Saved data entries:

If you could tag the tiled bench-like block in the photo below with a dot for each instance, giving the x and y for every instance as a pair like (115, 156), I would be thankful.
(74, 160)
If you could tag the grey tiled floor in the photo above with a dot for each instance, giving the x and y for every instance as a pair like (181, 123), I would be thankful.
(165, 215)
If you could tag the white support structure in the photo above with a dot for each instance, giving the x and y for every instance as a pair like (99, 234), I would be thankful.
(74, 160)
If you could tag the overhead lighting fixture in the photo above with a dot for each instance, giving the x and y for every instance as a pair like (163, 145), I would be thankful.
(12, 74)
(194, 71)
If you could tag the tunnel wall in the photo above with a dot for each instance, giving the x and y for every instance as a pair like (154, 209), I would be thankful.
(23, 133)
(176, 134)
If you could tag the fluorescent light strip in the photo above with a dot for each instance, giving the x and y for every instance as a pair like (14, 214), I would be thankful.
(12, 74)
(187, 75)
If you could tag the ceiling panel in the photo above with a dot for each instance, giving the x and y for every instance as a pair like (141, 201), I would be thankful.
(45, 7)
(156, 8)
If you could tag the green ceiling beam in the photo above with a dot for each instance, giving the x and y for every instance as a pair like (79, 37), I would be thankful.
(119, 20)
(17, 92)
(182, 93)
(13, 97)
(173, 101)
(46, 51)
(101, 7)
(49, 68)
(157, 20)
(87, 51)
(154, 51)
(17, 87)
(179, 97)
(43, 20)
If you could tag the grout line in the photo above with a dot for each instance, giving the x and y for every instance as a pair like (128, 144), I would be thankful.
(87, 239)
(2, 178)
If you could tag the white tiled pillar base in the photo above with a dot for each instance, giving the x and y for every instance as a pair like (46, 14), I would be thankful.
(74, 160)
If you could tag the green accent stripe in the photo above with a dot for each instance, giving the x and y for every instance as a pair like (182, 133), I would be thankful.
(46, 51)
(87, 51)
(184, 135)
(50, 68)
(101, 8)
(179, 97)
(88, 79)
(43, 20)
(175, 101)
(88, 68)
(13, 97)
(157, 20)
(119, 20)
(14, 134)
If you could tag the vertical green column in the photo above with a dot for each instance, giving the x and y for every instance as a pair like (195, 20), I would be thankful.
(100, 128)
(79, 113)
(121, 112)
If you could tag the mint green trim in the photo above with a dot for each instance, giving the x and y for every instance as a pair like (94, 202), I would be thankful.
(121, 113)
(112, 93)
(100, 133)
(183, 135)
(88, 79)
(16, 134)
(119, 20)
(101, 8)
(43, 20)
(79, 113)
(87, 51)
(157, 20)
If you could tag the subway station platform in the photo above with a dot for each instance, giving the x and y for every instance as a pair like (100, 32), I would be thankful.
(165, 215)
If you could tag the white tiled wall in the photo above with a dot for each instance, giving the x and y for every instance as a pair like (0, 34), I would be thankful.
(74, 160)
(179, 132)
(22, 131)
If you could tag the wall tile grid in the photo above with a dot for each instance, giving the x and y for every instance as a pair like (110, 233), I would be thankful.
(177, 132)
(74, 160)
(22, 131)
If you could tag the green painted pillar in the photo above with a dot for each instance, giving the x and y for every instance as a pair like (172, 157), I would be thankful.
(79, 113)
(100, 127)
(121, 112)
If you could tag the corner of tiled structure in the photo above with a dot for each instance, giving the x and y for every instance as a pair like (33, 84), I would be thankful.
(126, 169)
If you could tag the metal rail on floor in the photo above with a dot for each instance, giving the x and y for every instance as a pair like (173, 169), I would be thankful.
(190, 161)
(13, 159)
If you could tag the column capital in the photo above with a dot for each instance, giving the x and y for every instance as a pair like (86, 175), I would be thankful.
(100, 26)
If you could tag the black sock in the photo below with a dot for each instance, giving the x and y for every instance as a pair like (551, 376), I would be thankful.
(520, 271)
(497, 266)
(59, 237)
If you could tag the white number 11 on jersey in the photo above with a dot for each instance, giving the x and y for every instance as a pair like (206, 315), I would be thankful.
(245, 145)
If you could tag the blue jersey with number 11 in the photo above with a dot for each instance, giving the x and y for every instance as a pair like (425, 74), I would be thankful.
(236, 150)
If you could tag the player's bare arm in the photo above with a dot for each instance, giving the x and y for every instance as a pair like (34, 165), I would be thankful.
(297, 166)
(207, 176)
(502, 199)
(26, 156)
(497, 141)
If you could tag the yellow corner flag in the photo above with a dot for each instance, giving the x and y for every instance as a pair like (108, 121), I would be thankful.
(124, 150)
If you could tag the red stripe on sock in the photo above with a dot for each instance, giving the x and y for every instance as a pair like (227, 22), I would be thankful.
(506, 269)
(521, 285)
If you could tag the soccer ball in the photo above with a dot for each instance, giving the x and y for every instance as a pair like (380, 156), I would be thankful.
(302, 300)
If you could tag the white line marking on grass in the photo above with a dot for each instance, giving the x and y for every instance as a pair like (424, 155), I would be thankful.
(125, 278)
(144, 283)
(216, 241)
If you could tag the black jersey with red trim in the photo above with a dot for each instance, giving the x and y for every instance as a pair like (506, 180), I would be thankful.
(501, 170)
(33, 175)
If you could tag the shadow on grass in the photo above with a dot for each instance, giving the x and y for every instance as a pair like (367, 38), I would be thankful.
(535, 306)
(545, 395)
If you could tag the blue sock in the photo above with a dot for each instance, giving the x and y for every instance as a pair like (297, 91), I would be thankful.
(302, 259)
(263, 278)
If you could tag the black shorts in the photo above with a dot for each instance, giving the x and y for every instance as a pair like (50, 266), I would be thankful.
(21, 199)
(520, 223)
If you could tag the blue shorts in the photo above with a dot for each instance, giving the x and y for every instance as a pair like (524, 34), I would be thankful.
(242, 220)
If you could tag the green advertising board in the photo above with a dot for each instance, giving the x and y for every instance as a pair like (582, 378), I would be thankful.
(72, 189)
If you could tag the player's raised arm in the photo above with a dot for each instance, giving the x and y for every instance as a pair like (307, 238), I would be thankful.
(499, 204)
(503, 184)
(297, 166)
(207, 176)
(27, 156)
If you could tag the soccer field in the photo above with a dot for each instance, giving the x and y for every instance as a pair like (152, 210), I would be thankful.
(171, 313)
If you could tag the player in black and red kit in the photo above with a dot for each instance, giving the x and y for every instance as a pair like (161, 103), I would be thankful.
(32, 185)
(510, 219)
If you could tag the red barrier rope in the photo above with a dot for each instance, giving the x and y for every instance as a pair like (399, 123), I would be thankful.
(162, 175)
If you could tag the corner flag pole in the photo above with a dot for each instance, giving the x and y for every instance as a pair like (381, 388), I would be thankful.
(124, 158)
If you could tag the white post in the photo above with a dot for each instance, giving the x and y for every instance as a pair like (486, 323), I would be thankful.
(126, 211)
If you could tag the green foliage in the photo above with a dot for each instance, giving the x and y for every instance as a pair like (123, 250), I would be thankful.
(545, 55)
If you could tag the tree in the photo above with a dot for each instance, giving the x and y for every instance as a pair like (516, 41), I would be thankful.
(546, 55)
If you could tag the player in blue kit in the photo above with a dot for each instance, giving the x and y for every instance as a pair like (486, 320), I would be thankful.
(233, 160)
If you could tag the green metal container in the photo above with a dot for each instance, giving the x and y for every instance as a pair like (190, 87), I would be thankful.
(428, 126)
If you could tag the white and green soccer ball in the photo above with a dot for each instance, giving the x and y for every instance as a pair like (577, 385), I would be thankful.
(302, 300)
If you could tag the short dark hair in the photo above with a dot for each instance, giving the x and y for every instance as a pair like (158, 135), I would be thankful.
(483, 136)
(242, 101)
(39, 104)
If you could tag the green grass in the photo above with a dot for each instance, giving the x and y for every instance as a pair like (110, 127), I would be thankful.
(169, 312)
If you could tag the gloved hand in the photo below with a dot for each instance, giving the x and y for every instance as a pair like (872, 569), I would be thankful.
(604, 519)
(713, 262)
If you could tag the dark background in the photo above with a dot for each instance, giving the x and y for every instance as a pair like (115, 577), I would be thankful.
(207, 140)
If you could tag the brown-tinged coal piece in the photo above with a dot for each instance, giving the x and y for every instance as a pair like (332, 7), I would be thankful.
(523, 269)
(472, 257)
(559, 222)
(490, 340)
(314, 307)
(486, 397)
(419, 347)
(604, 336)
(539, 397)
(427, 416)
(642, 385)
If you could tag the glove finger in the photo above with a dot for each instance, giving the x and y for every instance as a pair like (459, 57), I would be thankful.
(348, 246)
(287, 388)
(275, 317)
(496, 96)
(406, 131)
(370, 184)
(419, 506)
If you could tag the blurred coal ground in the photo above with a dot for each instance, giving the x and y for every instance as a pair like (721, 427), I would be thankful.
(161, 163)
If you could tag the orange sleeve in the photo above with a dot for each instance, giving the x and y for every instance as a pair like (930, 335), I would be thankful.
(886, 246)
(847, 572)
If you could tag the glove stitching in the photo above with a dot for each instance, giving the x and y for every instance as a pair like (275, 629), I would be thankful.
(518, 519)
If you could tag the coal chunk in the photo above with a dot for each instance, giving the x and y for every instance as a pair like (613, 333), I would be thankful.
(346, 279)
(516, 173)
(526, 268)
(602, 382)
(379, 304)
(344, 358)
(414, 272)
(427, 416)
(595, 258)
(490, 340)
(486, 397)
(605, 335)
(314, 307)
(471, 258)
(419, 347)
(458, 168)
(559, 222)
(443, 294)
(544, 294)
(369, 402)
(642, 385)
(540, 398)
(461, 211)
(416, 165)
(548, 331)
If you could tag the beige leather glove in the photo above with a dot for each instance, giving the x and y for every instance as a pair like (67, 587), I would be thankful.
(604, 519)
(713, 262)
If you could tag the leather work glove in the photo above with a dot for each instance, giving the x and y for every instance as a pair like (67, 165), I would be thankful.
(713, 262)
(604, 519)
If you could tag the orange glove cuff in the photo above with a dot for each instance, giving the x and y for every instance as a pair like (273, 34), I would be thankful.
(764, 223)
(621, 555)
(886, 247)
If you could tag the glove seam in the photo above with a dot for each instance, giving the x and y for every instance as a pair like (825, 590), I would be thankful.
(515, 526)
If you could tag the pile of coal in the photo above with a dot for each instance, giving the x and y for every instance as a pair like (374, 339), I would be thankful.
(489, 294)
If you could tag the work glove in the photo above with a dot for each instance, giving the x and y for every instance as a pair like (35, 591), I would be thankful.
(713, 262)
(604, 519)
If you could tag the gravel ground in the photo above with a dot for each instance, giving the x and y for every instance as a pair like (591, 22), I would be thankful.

- [Required work]
Reproduce every line from the one containing "If you could tag the glove stitching" through the last of the items, keeping each request word for word along with its sample pair. Multiply each coordinate in the answers by 1.5 and round to a whole number, with halves rounded up.

- [Completed task]
If you could tag the glove stitching in the photo above with a dot for each instance, giving the x and y for every instance as a pair like (275, 629), I would be thankful.
(777, 779)
If you could tag the coal chunk in the photo above with a dot for each instance, giving the x and y for every instance as a pair like (613, 333), I would be thankful.
(519, 419)
(774, 260)
(789, 402)
(903, 573)
(569, 456)
(516, 537)
(621, 408)
(641, 624)
(893, 387)
(735, 510)
(729, 596)
(908, 503)
(471, 461)
(707, 387)
(629, 521)
(687, 252)
(839, 333)
(665, 441)
(816, 441)
(554, 603)
(963, 578)
(810, 597)
(692, 317)
(624, 248)
(822, 497)
If you could tag the beige leather glove in the photo above with a dot for each instance, giving the x and y for every instance as a pair like (67, 587), I would be thankful.
(906, 779)
(1070, 393)
If you could tag the leather work glove in the photo above with a dot for each instance, giving the x and y for every instance as a pair like (67, 165), I would be thankful.
(1070, 393)
(906, 779)
If you could tag the orange glove cuff in the photo above with a dot for each instance, giving the x and y for every instance as a pair like (273, 34), I would be thankful.
(1146, 335)
(932, 833)
(1329, 371)
If you could tag the glove seam in the photo above with a dot for each instance, giving the x and y for every instance as a pair like (825, 590), I would be thankful.
(773, 789)
If you could tag the pile of coal in the photo above with a dot for each instance, giving the x and y for every instance as a pair like (374, 339), I would be thankful.
(734, 441)
If you could tag the work glove in the photo above with a dot for each instance, giving the x and y for every instance as a pair like (35, 591), I would be thankful.
(1070, 393)
(906, 779)
If you could tag the gravel ground in the photo above with a dot for each instance, giving the x and y for every instance as a pair like (591, 22), I would be thankful.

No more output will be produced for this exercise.